### PROBLEM REQUIREMENTS
Transcribe the records below. Leave every line exactly as written.

***

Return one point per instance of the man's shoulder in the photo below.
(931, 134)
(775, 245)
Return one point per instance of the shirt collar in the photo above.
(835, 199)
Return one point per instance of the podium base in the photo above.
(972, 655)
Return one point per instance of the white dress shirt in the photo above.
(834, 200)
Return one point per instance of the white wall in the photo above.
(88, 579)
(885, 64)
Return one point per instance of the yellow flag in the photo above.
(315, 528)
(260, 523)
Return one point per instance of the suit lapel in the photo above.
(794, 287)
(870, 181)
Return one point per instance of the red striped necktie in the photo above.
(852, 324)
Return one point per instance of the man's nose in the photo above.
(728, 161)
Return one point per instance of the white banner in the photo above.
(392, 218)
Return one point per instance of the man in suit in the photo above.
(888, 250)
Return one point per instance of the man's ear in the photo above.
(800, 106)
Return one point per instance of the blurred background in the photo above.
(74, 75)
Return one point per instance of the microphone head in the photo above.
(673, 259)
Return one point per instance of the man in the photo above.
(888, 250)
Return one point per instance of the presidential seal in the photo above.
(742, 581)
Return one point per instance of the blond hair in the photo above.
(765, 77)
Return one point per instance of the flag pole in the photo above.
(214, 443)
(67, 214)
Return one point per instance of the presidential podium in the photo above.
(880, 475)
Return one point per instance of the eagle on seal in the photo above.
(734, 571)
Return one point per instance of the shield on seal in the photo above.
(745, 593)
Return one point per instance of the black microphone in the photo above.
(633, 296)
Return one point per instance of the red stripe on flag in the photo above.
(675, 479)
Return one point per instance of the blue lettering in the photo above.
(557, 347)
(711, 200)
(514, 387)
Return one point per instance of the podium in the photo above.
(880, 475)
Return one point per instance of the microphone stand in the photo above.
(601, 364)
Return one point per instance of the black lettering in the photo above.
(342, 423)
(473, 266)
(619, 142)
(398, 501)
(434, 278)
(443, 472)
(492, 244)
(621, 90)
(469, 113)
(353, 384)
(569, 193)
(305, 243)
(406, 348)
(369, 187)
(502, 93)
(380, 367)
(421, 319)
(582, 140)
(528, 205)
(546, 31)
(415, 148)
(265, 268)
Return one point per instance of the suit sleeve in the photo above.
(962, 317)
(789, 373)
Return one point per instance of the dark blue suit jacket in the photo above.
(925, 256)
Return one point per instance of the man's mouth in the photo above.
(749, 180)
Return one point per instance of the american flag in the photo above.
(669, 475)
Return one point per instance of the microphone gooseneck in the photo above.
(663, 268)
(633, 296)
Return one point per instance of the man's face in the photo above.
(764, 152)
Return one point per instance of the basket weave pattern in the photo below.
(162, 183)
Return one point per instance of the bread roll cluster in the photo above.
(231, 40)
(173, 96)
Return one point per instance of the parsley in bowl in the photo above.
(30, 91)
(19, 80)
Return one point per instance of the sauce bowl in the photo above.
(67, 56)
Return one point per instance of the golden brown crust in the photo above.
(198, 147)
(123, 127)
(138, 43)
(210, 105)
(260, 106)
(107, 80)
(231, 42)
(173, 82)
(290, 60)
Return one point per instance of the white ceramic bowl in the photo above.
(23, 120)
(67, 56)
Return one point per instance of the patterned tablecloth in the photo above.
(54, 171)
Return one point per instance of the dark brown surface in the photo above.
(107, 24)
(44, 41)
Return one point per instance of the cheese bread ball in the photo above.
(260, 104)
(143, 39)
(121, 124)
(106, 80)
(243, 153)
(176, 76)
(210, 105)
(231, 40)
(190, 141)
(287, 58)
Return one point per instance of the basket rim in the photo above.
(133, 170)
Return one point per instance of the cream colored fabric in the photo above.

***

### EXERCISE SOLUTION
Return one point per instance of the man's shoulder in the photo below.
(931, 134)
(775, 245)
Return one point per instance of the shirt collar in the photo above.
(835, 199)
Return one point per instance of the podium base in the photo above.
(972, 655)
Return one point per instance of the white dress shirt in the photo above.
(834, 200)
Return one point per instance of the white wall in the photo above.
(88, 579)
(885, 64)
Return one point per instance of the yellow flag in the photo above.
(315, 528)
(260, 523)
Return one point per instance of the suit lapel in the photo above.
(794, 287)
(870, 181)
Return one point per instance of the red striped necktie in the photo above.
(852, 324)
Return one point per instance of the man's nose in the photo above.
(728, 161)
Return one point per instance of the white banner in the photo above.
(392, 218)
Return one point per instance of the man in suit in the photo above.
(888, 250)
Return one point per instance of the man's ear in the photo above.
(800, 106)
Return one point per instance of the blurred background in the photo above.
(74, 75)
Return one point per instance of the microphone head in the photo above.
(673, 259)
Return one point per instance of the man in the photo above.
(888, 250)
Return one point per instance of the presidential seal in the photo above.
(742, 581)
Return one point per instance of the blond hair in the photo above.
(765, 77)
Return one point per instance of the flag pole in the photo above.
(214, 443)
(67, 214)
Return one point per instance of the presidential podium in the photo above.
(880, 475)
Return one point per instance of the eagle on seal in the photo above.
(734, 571)
Return one point per instance of the shield on seal in the photo above.
(745, 593)
Return one point per instance of the black microphone in the photo above.
(633, 296)
Return one point per instance of the red stripe on flag in the photo above.
(675, 479)
Return one point per instance of the blue lettering in the photo above.
(557, 347)
(711, 200)
(514, 387)
Return one point per instance of the podium in the photo above.
(880, 475)
Return one point per instance of the microphone stand in the photo above.
(601, 364)
Return one point per instance of the black lettering in the photo above.
(342, 423)
(473, 266)
(619, 142)
(398, 501)
(434, 278)
(443, 472)
(492, 244)
(621, 90)
(469, 113)
(353, 384)
(569, 193)
(305, 243)
(406, 348)
(369, 187)
(502, 93)
(380, 367)
(421, 319)
(582, 140)
(528, 205)
(546, 31)
(415, 148)
(265, 268)
Return one point per instance of the suit sleeve in the photo above.
(962, 317)
(789, 373)
Return one point per instance of the dark blue suit jacket in the photo above.
(925, 256)
Return one point per instance of the man's mouth in the photo above.
(749, 180)
Return one point per instance of the american flag in the photo above.
(669, 475)
Return one point per instance of the microphone gooseneck in the photo above.
(663, 268)
(633, 296)
Return one point per instance of the man's face in the photo above.
(764, 152)
Return one point per instance of the basket weave pattern in the photo below.
(162, 183)
Return one point per instance of the bread roll cluster in the photo above.
(231, 40)
(173, 96)
Return one point per instance of the parsley in bowl in the photo above.
(30, 91)
(19, 80)
Return one point per instance of the sauce bowl in the photo above.
(67, 56)
Return one point per instance of the golden brown crust in the photo above.
(198, 147)
(123, 127)
(138, 43)
(210, 105)
(260, 106)
(107, 80)
(231, 42)
(173, 82)
(290, 60)
Return one point per instance of the white ceramic bowl in the photo above.
(23, 120)
(67, 56)
Return one point per instance of the patterned tablecloth in the photo above.
(54, 171)
Return one point per instance of the dark brown surface in the photo above.
(107, 24)
(44, 41)
Return one point per instance of the cheese bread ball in the photo above.
(260, 104)
(143, 39)
(121, 124)
(106, 80)
(243, 153)
(176, 76)
(210, 105)
(231, 40)
(190, 141)
(287, 58)
Return one point per instance of the basket rim in the photo above.
(133, 170)
Return one point per instance of the cream colored fabric in the photo above.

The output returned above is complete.